## [Given text]

┌──

PRINT THIS PAGE No room for complacency02/09/2002. Source: William Fry. Victor Timon 
Despite fears that the Irish economy may be over-reliant on foreign investment, the country has fared well in a traumatic year for the world economy. Victor Timon of William Fry looks at Ireland's efforts to expand its technology base and attract new investment.
While much has been made of the ‘Celtic Tiger' in recent years, there is no doubt that during the past 18 months or so it has been yawning rather than roaring. As you would expect in an economy heavily reliant on foreign investment, and US investment in particular, Ireland has not been immune to the downturn in the US and global economies.
In the technology sector, however, while IPO activity is virtually non-existent, private equity investment continues to be strong. Total investment in 2001 was estimated by Ion Equity at approximately E400m (£246m). This compared with an estimated total of E385m (£237m) in the previous year, which suggests that Ireland continues to have a strong and resilient technology sector even in the more uncertain economic climate.
Venture capital activity in the sector is strong, with international names like Accel Partners, Benchmark Capital and Doughty Hansen investing in Irish companies. The ability of Irish companies to attract international funding is due to a combination of factors including proximity to London (where many of the international funds have European bases), access to US funds, language and culture and the favourable fiscal environment.
Ireland continues to position itself to take advantage of the new and emerging technologies. One could ask, though, whether Ireland is doing enough compared with other countries and whether it is relying too heavily on the latest fad of public-private partnerships (PPPs) to fund our technology infrastructure.
A couple of new initiatives demonstrate the Irish Government's commitment to new technologies. Firstly, Ireland did not go down the auction route for 3G licences, which has contributed to the problems in the technology sector in the UK. Instead Ireland opted for a beauty parade. The Government hopes that by keeping costs low, Ireland may become a test bed for 3G applications, before they are rolled out to other countries.

└──

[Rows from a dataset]
┌──

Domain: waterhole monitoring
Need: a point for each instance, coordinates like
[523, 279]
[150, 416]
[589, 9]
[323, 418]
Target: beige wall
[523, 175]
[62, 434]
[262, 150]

└──

## [What you should do]
Write out the stretch of the article on Ireland's economy from "While much has" through "and global economies." again, substituting "slowdown" for "downturn".

## [Task solution]
While much has been made of the ‘Celtic Tiger' in recent years, there is no doubt that during the past 18 months or so it has been yawning rather than roaring. As you would expect in an economy heavily reliant on foreign investment, and US investment in particular, Ireland has not been immune to the slowdown in the US and global economies.